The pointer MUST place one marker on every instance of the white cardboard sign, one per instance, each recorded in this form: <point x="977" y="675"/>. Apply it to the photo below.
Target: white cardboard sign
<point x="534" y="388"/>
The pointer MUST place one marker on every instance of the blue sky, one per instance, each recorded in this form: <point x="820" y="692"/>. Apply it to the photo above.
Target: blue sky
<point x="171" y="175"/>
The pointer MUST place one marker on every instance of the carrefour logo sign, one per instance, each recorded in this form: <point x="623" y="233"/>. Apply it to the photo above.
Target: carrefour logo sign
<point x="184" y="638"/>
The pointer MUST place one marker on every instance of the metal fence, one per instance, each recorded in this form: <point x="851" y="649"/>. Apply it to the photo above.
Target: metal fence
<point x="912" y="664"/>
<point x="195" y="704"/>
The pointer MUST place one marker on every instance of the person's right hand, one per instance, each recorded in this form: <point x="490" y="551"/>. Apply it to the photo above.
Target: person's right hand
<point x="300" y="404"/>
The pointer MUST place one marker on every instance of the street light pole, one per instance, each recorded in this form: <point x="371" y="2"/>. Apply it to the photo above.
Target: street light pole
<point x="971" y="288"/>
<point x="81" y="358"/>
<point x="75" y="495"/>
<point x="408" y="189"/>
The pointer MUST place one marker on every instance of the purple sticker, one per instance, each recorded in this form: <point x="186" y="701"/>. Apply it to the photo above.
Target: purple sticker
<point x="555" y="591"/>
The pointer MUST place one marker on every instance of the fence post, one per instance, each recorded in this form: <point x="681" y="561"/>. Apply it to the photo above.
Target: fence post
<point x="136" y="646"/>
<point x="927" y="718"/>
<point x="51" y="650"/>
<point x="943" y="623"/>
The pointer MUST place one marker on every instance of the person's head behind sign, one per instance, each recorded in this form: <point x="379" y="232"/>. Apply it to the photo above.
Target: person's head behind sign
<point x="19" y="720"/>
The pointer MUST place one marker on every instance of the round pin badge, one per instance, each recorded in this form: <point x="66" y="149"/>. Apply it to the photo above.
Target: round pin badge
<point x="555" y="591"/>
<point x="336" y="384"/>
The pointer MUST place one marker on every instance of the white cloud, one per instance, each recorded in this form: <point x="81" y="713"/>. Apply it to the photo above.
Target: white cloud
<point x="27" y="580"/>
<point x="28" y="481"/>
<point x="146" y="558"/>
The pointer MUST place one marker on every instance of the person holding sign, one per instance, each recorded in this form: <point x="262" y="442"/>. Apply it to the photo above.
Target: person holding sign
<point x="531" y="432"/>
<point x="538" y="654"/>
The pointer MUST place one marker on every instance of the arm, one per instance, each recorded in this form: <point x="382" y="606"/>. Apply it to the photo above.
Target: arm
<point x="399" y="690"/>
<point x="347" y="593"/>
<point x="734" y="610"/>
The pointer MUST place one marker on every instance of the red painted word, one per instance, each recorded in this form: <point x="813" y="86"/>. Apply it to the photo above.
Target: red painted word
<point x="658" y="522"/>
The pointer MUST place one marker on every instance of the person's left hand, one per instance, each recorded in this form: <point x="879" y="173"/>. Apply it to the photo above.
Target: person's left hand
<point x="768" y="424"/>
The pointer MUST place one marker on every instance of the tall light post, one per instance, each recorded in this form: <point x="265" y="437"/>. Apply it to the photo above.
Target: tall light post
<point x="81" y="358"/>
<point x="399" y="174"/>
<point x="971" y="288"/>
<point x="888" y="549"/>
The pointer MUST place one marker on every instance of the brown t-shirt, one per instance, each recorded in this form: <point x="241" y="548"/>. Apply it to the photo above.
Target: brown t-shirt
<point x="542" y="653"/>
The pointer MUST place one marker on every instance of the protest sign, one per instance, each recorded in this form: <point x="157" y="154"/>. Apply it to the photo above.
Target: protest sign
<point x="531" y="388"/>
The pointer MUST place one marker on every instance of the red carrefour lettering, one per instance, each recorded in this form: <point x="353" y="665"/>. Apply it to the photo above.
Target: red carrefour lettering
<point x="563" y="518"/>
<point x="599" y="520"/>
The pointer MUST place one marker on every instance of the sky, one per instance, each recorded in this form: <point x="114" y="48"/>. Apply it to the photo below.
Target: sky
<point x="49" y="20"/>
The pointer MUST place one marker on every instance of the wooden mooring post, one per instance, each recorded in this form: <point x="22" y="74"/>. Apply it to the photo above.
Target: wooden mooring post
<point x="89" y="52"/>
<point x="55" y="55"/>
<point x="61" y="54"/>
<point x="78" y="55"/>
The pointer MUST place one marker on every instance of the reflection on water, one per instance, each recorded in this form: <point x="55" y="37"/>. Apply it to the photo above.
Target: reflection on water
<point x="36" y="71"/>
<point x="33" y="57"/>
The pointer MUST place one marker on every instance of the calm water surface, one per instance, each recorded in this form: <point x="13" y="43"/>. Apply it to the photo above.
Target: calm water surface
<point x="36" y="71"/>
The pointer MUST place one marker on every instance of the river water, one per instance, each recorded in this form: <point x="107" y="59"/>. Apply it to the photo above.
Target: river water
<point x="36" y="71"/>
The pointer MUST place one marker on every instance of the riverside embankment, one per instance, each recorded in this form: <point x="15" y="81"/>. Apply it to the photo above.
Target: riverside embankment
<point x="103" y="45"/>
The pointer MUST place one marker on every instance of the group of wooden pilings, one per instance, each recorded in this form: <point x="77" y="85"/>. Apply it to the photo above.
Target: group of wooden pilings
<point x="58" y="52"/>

....

WHAT THE EXERCISE ASKS
For the records above, state the number of lines that contain "below", and provide nothing further.

SOLUTION
2